## Document segment
Oral health has been isolated from traditional healthcare and health policy for too long despite the major global public health burden of oral diseases, according to Marco Peres, PhD, MPH, professor and senior principal investigator at Duke-NUS Medical School.
“In Australia, dental caries affects 34% of five- and six-year-old children and 46.2% of nine- and 10-year-olds. In older children with permanent dentition, the prevalence is 9.2% among six- to eight-year-olds and nearly 40% in 12- to 14-year-olds,” Peres said.
Peres was among 13 academic experts from 10 countries who studied why oral diseases have persisted globally over the past three decades despite scientific advances in the field and why prevalence has increased among socially disadvantaged and vulnerable people.
The failure of the global health community to prioritize the global burden of oral health has led to international calls for the radical reform of dental care, tightened regulation of the sugar industry, and greater transparency around conflicts of interest in dental research, the researchers said.
Oral diseases including tooth decay, gum disease, and oral cancers affect almost half of the global population, the researchers continued, with untreated tooth decay the most common health condition worldwide and lip and oral cancers among the top 15 most common cancers in the world.

## Excerpted data
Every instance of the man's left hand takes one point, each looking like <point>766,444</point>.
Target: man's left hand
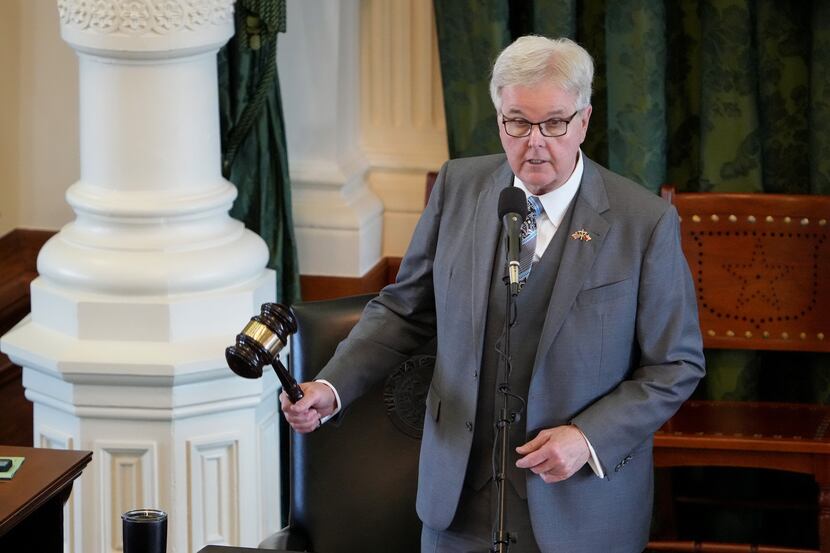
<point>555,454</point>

==

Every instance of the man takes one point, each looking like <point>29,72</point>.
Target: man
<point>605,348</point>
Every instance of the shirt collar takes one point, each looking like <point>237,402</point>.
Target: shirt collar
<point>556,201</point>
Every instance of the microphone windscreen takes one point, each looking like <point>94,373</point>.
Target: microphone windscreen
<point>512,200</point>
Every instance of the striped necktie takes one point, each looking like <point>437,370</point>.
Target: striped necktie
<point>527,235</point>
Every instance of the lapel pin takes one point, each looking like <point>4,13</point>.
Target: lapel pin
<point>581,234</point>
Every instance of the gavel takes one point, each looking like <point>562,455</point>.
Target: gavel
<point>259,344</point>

## Task to complete
According to the oral health text, how many academic experts studied why oral diseases have persisted globally, and from how many countries?

## Answer box
13 academic experts from 10 countries.